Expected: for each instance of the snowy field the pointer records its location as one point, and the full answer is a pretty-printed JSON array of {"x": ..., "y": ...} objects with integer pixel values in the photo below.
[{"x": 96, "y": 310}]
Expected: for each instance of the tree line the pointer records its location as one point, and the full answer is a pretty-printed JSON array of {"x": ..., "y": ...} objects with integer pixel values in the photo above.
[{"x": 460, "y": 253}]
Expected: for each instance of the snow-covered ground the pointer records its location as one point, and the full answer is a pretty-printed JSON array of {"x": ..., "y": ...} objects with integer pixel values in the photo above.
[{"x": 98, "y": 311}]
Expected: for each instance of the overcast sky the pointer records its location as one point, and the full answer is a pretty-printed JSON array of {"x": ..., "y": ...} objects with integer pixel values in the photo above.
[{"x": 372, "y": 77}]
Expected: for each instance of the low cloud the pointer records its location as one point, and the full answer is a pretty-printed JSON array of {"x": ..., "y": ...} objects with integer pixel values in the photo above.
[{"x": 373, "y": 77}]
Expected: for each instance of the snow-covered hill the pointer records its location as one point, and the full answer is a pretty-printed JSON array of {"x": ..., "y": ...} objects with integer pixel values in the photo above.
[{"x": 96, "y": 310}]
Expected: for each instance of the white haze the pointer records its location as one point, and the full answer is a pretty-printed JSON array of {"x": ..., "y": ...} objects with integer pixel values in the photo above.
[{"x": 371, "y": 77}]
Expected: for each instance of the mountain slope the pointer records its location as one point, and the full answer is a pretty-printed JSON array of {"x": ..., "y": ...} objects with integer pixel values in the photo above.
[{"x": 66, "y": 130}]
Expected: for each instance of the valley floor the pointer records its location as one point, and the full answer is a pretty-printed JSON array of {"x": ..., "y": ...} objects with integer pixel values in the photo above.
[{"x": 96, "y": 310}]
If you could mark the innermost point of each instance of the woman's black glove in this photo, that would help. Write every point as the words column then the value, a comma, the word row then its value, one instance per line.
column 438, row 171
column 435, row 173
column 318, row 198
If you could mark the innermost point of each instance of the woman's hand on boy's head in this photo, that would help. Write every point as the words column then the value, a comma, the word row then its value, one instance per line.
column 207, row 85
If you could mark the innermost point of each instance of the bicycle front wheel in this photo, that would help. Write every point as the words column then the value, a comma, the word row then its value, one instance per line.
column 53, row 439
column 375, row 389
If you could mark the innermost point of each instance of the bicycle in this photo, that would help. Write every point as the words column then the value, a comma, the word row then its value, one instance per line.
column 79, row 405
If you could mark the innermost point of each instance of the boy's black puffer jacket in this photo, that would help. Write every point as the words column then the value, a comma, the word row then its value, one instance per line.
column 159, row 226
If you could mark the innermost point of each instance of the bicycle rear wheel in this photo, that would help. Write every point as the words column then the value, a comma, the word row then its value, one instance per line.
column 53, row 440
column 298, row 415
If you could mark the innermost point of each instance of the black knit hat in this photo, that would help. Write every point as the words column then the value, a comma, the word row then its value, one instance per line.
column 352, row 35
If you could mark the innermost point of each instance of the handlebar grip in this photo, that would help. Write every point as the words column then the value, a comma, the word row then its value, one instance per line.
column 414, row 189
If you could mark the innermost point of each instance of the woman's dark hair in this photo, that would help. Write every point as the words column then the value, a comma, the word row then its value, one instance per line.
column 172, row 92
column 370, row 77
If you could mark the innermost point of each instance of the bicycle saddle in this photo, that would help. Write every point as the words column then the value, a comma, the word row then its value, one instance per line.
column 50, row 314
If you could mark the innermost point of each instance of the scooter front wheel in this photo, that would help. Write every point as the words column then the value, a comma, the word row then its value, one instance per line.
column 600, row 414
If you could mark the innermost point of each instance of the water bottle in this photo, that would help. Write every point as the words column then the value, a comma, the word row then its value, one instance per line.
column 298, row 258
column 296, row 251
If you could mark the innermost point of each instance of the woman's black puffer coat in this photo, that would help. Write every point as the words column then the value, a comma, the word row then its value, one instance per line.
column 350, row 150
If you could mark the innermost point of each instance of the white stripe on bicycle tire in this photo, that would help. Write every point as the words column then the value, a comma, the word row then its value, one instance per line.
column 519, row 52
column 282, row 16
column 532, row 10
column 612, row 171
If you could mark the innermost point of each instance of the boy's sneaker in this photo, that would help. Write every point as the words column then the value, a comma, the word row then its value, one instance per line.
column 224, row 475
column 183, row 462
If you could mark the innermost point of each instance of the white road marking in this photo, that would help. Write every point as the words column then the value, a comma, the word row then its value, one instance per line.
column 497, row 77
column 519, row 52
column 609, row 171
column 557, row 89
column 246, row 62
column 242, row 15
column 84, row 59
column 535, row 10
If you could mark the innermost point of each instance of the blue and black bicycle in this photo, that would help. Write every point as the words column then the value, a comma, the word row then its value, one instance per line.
______
**EXERCISE PROMPT**:
Return an exact copy of the listing above, complete in every line.

**EXERCISE ANSWER**:
Expected: for each instance of the snowy field the pointer records its location as one point, and the full answer is a pretty-printed JSON array of {"x": ..., "y": ...} objects with integer pixel values in the photo below.
[{"x": 96, "y": 310}]
Expected: for each instance of the tree line the pointer records its location as one point, and the full answer is a pretty-printed JSON array of {"x": ..., "y": ...} objects with integer pixel values in the photo above.
[{"x": 460, "y": 253}]
Expected: for each instance of the snow-covered ground the pointer records its location as one point, and the full answer is a pretty-printed JSON array of {"x": ..., "y": ...} objects with integer pixel values in the photo above.
[{"x": 98, "y": 311}]
Expected: for each instance of the overcast sky the pointer records its location as one point, and the full answer is a pretty-printed JSON array of {"x": ..., "y": ...} objects with integer pixel values in the photo above.
[{"x": 372, "y": 77}]
Expected: for each instance of the low cloud the pointer records its location as one point, and the full answer is a pretty-printed JSON array of {"x": ..., "y": ...} objects with integer pixel values in the photo above.
[{"x": 373, "y": 77}]
Expected: for each instance of the snow-covered hill the pointer records its location as one point, and the full answer is a pretty-printed JSON array of {"x": ..., "y": ...} objects with integer pixel values in the photo above.
[{"x": 96, "y": 310}]
Expected: for each instance of the white haze the pointer records its location as one point, and the full answer is a pretty-printed JSON array of {"x": ..., "y": ...} objects with integer pixel values in the photo above.
[{"x": 371, "y": 77}]
Expected: for each instance of the mountain slope the pointer records its location as one point, and the full answer is a pretty-printed JSON array of {"x": ..., "y": ...} objects with integer pixel values in the photo above.
[{"x": 66, "y": 130}]
Expected: for each instance of the valley floor the pointer records its location as one point, and the full answer is a pretty-printed JSON array of {"x": ..., "y": ...} objects with integer pixel values in the photo above.
[{"x": 96, "y": 310}]
If you could mark the innermost point of each instance of the woman's black glove in this photo, that would help. Write every point as the words column then the value, a comma, the word row then its value, one instance per line.
column 438, row 171
column 435, row 173
column 318, row 198
If you could mark the innermost point of each instance of the woman's hand on boy's head in this photo, that would help. Write every point as the words column then the value, a comma, the word row then its value, one instance per line.
column 207, row 85
If you could mark the innermost point of each instance of the bicycle front wheel in this photo, that would help. Write every point as the words column then the value, a comma, the word row then its value, one instance per line.
column 53, row 439
column 375, row 389
If you could mark the innermost point of each instance of the bicycle in this photo, that would help. Write every point as the words column then the value, a comma, the word row then its value, one instance per line.
column 79, row 405
If you could mark the innermost point of each instance of the boy's black puffer jacket in this photo, that would help. Write every point as the words column then the value, a comma, the word row then its value, one instance per line.
column 159, row 226
If you could mark the innermost point of each instance of the bicycle rear wheel in this photo, that would help. Write every point as the words column then the value, a comma, the word row then its value, one instance per line.
column 53, row 440
column 298, row 415
If you could mark the innermost point of each instance of the black knit hat in this photo, that would help. Write every point as the words column then the value, a comma, the word row then its value, one instance per line.
column 352, row 35
If you could mark the innermost point of each instance of the handlebar grip in this photo, that would help. Write every point as the words column then the value, a comma, the word row then its value, one instance per line.
column 414, row 189
If you could mark the innermost point of each instance of the woman's dark hair in this photo, that would help. Write every point as the words column then the value, a comma, the word row then its value, one instance per line.
column 172, row 92
column 370, row 77
If you could mark the innermost point of each instance of the bicycle saddle in this photo, that would help. Write every point as the words column then the value, a comma, the word row then its value, one instance per line.
column 50, row 314
If you could mark the innermost point of each instance of the scooter front wheel in this photo, that would help. Write every point as the words column then the value, a comma, the word row then its value, one instance per line.
column 600, row 414
If you could mark the innermost point of each instance of the water bottle in this photo, that would help. Write every point as the words column then the value, a comma, the word row then its value, one instance per line.
column 298, row 258
column 296, row 251
If you could mark the innermost point of each instance of the woman's black puffer coat in this photo, that would help. Write every point as the words column then the value, a comma, the word row then its value, one instance per line.
column 350, row 150
If you could mark the innermost point of each instance of the white stripe on bicycle tire in this photo, that would help. Write every point as the words column then the value, a comma, the word row then its value, one instance per line.
column 519, row 52
column 282, row 16
column 532, row 10
column 612, row 171
If you could mark the innermost point of each instance of the boy's sneaker in this photo, that would help. Write every point as the words column then the value, a comma, the word row then its value, one instance per line.
column 224, row 475
column 183, row 462
If you could mark the innermost point of each instance of the white road marking in this photo, that would help. Write every point as the words column then the value, a comma, the word row then its value, one instance per line.
column 497, row 77
column 519, row 52
column 609, row 171
column 557, row 89
column 246, row 62
column 242, row 15
column 84, row 59
column 535, row 10
If you could mark the innermost point of each instance of the blue and black bicycle in this photo, that would help. Write every point as the words column then the value, a comma, the word row then its value, one instance per line.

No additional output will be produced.